— START OF Data excerpts —

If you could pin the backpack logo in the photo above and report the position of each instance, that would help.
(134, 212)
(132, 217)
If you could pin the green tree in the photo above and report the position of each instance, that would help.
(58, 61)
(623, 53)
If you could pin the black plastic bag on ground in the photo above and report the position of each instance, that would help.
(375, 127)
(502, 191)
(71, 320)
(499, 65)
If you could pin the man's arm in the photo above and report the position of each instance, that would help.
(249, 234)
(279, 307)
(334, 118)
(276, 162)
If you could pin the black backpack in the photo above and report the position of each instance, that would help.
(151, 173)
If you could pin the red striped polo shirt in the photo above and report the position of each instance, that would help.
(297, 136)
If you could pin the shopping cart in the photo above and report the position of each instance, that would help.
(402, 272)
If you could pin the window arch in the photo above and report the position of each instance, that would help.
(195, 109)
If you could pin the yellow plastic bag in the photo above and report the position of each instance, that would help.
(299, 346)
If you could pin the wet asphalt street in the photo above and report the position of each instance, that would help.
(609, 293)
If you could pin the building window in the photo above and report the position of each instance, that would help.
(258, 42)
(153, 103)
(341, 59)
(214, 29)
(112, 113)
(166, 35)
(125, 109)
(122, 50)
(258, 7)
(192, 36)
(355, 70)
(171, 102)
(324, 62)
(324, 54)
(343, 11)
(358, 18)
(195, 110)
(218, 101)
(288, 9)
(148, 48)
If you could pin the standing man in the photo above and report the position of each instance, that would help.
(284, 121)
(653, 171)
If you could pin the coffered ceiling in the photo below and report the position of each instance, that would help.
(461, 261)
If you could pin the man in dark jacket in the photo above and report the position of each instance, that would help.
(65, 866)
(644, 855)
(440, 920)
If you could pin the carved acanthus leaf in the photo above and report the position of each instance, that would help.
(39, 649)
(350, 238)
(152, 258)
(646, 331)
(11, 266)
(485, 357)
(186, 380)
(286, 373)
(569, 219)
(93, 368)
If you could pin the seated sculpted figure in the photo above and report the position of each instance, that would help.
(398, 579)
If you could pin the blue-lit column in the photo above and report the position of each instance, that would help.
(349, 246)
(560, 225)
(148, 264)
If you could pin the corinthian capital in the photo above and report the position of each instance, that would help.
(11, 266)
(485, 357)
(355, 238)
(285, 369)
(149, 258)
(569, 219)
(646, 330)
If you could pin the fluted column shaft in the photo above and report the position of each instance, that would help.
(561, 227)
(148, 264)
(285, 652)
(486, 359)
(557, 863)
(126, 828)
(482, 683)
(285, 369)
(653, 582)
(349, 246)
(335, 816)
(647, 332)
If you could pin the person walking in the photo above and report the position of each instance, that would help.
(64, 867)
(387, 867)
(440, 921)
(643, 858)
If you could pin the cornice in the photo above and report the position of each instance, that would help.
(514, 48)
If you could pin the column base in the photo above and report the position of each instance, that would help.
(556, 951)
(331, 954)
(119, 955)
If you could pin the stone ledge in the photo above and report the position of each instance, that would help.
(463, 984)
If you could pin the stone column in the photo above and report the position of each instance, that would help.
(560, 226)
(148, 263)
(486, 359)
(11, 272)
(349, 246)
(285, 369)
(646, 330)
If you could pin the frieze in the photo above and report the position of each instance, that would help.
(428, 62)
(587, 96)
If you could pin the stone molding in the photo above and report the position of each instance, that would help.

— END OF Data excerpts —

• **Problem to solve**: Could you write out all of the material again with every "report the position" replaced by "give the coordinates" and everything else left unchanged?

• **The solution**:
If you could pin the backpack logo in the photo above and give the coordinates of each instance, that would help.
(134, 212)
(132, 217)
If you could pin the green tree in the photo above and give the coordinates of each instance, that would help.
(58, 61)
(623, 53)
If you could pin the black plastic bag on ground in the photo above and give the coordinates of each instance, that would help.
(375, 127)
(502, 191)
(71, 320)
(499, 65)
If you could pin the man's arm in the photo above and give the coordinates of each instance, that would help.
(249, 234)
(279, 307)
(334, 118)
(276, 162)
If you could pin the black backpack in the photo above and give the coordinates of each instance, that would help.
(151, 173)
If you could pin the red striped polo shirt in the photo above and give the coordinates of each instance, that would help.
(297, 136)
If you could pin the shopping cart in the photo above and give the coordinates of each instance, that would help.
(402, 272)
If you could pin the window arch in the photo above and give the coordinates of each instance, that would help.
(195, 109)
If you could pin the yellow plastic bag in the photo above and give the coordinates of each instance, that would help.
(299, 346)
If you could pin the wet asphalt street in the photo above and give the coordinates of each instance, that would help.
(609, 293)
If you could pin the building window in the photo above and give the coordinates of each instance, that would help.
(258, 42)
(153, 103)
(341, 59)
(214, 29)
(112, 113)
(166, 35)
(125, 109)
(122, 50)
(258, 7)
(192, 36)
(355, 70)
(171, 102)
(324, 62)
(324, 54)
(343, 11)
(358, 18)
(195, 110)
(218, 101)
(288, 9)
(148, 48)
If you could pin the standing man in the photo above and give the coordinates of each instance, that would help.
(284, 121)
(653, 171)
If you could pin the coffered ceiling in the photo below and give the coordinates of each instance, that would help.
(461, 261)
If you could pin the man in dark jacket in the photo above and give the coordinates of each instance, that would help.
(65, 866)
(644, 855)
(440, 920)
If you could pin the carved acanthus leaf in the photo above and give the coordinates of each instance, that would help.
(39, 649)
(350, 238)
(152, 258)
(646, 331)
(11, 266)
(485, 357)
(186, 380)
(286, 373)
(569, 219)
(93, 368)
If you could pin the seated sculpted figure in the photo above and give the coordinates of each instance, that would help.
(398, 579)
If you could pin the blue-lit column in the photo above and give the coordinates of each instance, that would help.
(349, 246)
(560, 225)
(148, 264)
If you could pin the corinthian capital in the photo above and give the coordinates of each instance, that would help.
(11, 266)
(485, 357)
(355, 238)
(285, 369)
(149, 258)
(569, 219)
(646, 330)
If you could pin the fluted column shaft in the photo above and give the coordinates of each instance, that would help.
(561, 227)
(148, 264)
(285, 652)
(486, 359)
(557, 863)
(126, 828)
(482, 683)
(285, 369)
(653, 582)
(349, 246)
(335, 816)
(647, 332)
If you could pin the person walking in the photo above and give the coordinates of each instance, that would help.
(64, 867)
(387, 867)
(440, 921)
(643, 858)
If you could pin the cornice in the photo above and give the coordinates of each instance, that would help.
(514, 48)
If you could pin the column base in the photo above and give the coordinates of each instance, that would help.
(556, 951)
(331, 954)
(119, 955)
If you could pin the stone ledge in the photo above and give the coordinates of each instance, that would help.
(463, 984)
If you could pin the stone column in the photo above and give the coordinates of each instance, that would help.
(560, 226)
(148, 263)
(486, 359)
(11, 272)
(349, 246)
(285, 369)
(646, 330)
If you could pin the frieze in the photo above and give the coordinates of each instance, that would help.
(428, 62)
(587, 96)
If you could pin the stone molding in the photo above and give the coordinates of each instance, that would help.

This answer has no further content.